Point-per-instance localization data
Content starts

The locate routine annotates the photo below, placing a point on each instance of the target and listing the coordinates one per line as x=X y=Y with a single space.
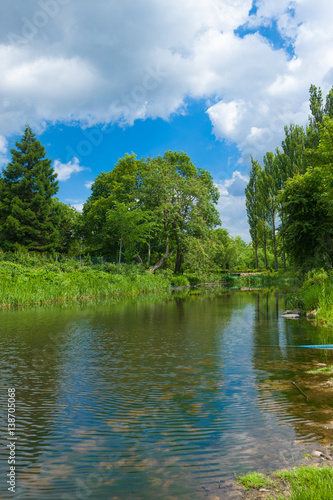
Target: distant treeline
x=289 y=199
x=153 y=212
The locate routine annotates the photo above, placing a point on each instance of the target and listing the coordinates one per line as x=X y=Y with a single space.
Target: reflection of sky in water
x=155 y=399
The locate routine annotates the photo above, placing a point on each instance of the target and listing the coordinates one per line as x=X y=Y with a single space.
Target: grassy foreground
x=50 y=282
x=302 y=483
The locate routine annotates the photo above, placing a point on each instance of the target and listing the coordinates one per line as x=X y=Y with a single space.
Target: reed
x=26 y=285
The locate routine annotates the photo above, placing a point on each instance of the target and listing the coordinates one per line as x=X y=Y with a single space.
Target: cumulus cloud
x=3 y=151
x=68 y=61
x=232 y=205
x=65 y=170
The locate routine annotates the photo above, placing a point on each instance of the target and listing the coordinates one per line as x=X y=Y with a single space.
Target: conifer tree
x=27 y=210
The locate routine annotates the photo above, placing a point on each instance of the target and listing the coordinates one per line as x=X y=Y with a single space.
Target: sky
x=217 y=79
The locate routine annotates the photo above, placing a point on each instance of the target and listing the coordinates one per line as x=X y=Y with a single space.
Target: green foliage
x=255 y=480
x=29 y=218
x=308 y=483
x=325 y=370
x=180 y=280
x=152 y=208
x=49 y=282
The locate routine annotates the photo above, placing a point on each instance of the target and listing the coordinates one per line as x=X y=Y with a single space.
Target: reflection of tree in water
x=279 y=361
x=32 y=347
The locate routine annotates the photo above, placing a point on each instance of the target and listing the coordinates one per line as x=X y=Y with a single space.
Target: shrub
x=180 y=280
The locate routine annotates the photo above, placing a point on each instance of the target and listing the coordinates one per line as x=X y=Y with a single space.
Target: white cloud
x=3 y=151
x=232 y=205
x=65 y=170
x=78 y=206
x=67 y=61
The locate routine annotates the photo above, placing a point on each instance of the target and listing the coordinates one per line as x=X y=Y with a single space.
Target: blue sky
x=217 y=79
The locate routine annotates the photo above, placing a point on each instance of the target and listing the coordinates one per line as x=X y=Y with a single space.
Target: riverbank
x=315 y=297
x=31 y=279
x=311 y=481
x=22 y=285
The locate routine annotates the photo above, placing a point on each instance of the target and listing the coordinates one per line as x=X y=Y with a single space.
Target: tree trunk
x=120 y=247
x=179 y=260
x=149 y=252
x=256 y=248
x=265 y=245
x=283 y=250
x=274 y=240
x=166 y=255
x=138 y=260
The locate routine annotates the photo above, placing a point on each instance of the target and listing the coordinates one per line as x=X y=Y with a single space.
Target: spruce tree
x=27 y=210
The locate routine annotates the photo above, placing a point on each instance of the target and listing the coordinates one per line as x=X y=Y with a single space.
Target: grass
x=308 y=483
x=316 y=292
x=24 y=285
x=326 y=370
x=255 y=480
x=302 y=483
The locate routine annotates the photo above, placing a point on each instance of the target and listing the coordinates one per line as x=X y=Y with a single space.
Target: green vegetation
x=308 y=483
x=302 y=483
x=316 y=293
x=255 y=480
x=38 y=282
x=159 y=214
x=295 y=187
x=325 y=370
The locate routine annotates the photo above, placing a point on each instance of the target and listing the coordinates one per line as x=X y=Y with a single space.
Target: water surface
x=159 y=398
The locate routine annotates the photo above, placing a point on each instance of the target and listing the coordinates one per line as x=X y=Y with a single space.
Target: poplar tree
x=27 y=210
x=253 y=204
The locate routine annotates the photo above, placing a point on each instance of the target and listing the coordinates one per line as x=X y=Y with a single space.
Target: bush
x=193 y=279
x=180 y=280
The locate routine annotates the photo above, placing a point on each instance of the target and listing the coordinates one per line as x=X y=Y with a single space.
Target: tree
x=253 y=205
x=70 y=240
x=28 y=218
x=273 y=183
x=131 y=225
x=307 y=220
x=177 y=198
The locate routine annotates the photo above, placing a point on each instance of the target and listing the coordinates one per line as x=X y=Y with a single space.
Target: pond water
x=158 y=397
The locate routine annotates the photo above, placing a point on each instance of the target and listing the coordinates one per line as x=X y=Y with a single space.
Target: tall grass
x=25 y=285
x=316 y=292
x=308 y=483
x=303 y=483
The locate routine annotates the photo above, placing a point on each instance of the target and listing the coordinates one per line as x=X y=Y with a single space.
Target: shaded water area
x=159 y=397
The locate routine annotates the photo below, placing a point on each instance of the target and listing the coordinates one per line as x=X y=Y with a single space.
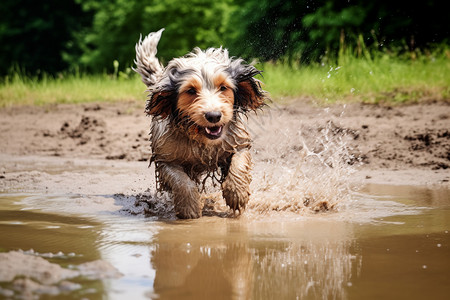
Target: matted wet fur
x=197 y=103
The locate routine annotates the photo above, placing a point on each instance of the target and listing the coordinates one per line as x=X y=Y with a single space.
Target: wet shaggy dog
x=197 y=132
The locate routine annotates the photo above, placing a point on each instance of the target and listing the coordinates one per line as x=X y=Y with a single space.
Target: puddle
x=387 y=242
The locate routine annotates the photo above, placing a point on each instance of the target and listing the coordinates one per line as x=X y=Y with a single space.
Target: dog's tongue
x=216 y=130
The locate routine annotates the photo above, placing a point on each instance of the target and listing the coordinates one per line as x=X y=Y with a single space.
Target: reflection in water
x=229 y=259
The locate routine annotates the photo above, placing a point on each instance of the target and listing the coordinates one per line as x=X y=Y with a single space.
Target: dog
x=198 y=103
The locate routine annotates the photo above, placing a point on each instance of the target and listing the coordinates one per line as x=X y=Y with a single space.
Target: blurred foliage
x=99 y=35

Content ends

● What you will do
Give back each entry exactly as it appears. Leave pictures out.

● Solution below
The locate routine annotates the photo below, placing a point on each instance of the target and listing the coordinates one per line as x=X y=Y with a single space.
Target: distant treeline
x=289 y=199
x=153 y=212
The locate routine annotates the photo above, placing a point on each instance of the target and listing the coordinates one per line as x=X y=Y with a single space.
Target: reflection of sky in water
x=155 y=399
The locate routine annotates the photo above, placing a point on each instance of the target and listing the coordinates one per line as x=X y=Y with a single space.
Target: grassy foreground
x=50 y=282
x=302 y=483
The locate routine annotates the photo above, placing a point on each instance of the target and listing the coordinates one per line as x=X y=Y with a single space.
Target: reed
x=26 y=285
The locate routine annotates the photo above, placing a point on each instance of the target and listing the coordinates one per line as x=X y=Y with a single space.
Target: cumulus cloud
x=3 y=151
x=68 y=61
x=232 y=205
x=65 y=170
The locate routine annotates the photo above, placing a point on each instance of the target and listing the coordinates one per line as x=X y=Y with a single space.
Target: conifer tree
x=27 y=210
The locate routine annotates the photo above, placing a point on each instance of the target and listing the coordinates one per line as x=X y=Y with a single space.
Target: sky
x=217 y=79
The locate routine annotates the photo above, placing a point on each instance of the target and listing the coordinates one per line as x=X y=Y with a single space.
Target: green foliage
x=255 y=480
x=29 y=218
x=308 y=483
x=325 y=370
x=180 y=280
x=152 y=208
x=49 y=282
The locate routine annotates the photo above, placing a point on each instance of the target and listing the coordinates one per line as x=X y=Y with a single space.
Target: reflection of tree in water
x=279 y=361
x=32 y=347
The locate routine annotates the photo above, placing a point on each instance of the target and listing the coordinates one per line as x=X y=Y with a single space.
Target: shrub
x=180 y=280
The locate routine annotates the photo above, placing a point on each instance of the target and listing the coordinates one per line as x=X y=Y with a single space.
Target: white cloud
x=3 y=151
x=232 y=205
x=65 y=170
x=78 y=206
x=67 y=61
The locate routine annotates the photo above, placing a point on each instance of the target and listing the coordinates one per line as x=X y=Y with a single space.
Target: blue sky
x=217 y=79
The locate routine annotates the photo above, placing a point on each instance of the target and listing the coordinates one per line as x=X y=Y with a single space.
Target: riverbank
x=315 y=297
x=31 y=279
x=311 y=481
x=22 y=285
The locate routine annotates the photo above, placing a point on each instance of the target and listing the coordinates one per line as x=X y=Y with a single space.
Target: tree trunk
x=120 y=247
x=179 y=260
x=149 y=252
x=256 y=248
x=265 y=245
x=283 y=250
x=274 y=240
x=166 y=255
x=138 y=260
The locate routine annotates the photo above, placing a point on each instance of the target and listing the coordinates one per line as x=X y=Y with a single space.
Target: spruce tree
x=27 y=210
The locate routine annotates the photo above, placing a point on each instance of the target and listing the coordinates one per line as x=X y=Y with a single space.
Target: grass
x=308 y=483
x=316 y=292
x=24 y=285
x=326 y=370
x=255 y=480
x=302 y=483
The locate routine annotates the photo above, placing a point on each instance of the target and listing the coordinates one per line as x=X y=Y with a single space.
Target: green vegetation
x=308 y=483
x=302 y=483
x=316 y=293
x=255 y=480
x=38 y=282
x=159 y=214
x=295 y=187
x=325 y=370
The locate routine annotates the photo above, placing a point on each instance of the target and listing the coordinates one per line as x=X y=Y with a single space.
Target: water surface
x=159 y=398
The locate routine annotates the photo above, placing a point on each instance of the target and listing the coordinates one per line as x=X y=Y with a single space.
Target: poplar tree
x=27 y=210
x=253 y=204
The locate routine annotates the photo above, placing a point on each instance of the target and listing the coordinates one per line as x=X y=Y with a single space.
Target: bush
x=193 y=279
x=180 y=280
The locate routine annotates the photo above, placing a point on each instance of the target and listing the coordinates one per line as x=X y=Y with a single space.
Target: tree
x=253 y=205
x=70 y=240
x=28 y=218
x=273 y=183
x=131 y=225
x=307 y=220
x=177 y=198
The locate routine annotates the photo above, placing a point on each instance of the target and listing the coordinates one per line as x=X y=Y with a single space.
Target: pond water
x=158 y=397
The locate routine annotates the photo above, placing a point on each instance of the target and listing the coordinates one per line as x=X y=Y with a single space.
Target: tall grass
x=25 y=285
x=316 y=292
x=308 y=483
x=303 y=483
The locate routine annotates the photo above, placing a point on each instance of the target and listing the coordinates one per line as x=X y=Y with a single space.
Target: shaded water area
x=159 y=397
The locate routine annotates the photo below, placing a point on each instance of the target and listing the coordinates one per line as x=X y=Y with a single space.
Target: matted wet fur
x=197 y=103
The locate routine annotates the photo above, placing a point on each instance of the target and listing the coordinates one per line as x=X y=Y with a single space.
Target: wet shaggy dog
x=197 y=132
The locate routine annotates the photo above, placing a point on each instance of the target and listing the coordinates one per line as x=X y=Y with a single space.
Target: puddle
x=387 y=242
The locate routine annotates the photo above, placing a point on each instance of the target and listing the coordinates one per line as x=X y=Y with a single space.
Target: dog's tongue
x=216 y=130
The locate routine annotates the photo above, placing a point on each instance of the target and listing the coordinates one per line as x=X y=Y with a single space.
Target: reflection in water
x=229 y=259
The locate routine annotates the photo above, placing a point on each instance of the target and listing the coordinates one per line as x=X y=Y with a single space.
Target: dog
x=198 y=103
The locate routine annotates the photo above, placing a point on each instance of the target and listing the coordinates one per line as x=X y=Y with a single space.
Target: blurred foliage
x=99 y=35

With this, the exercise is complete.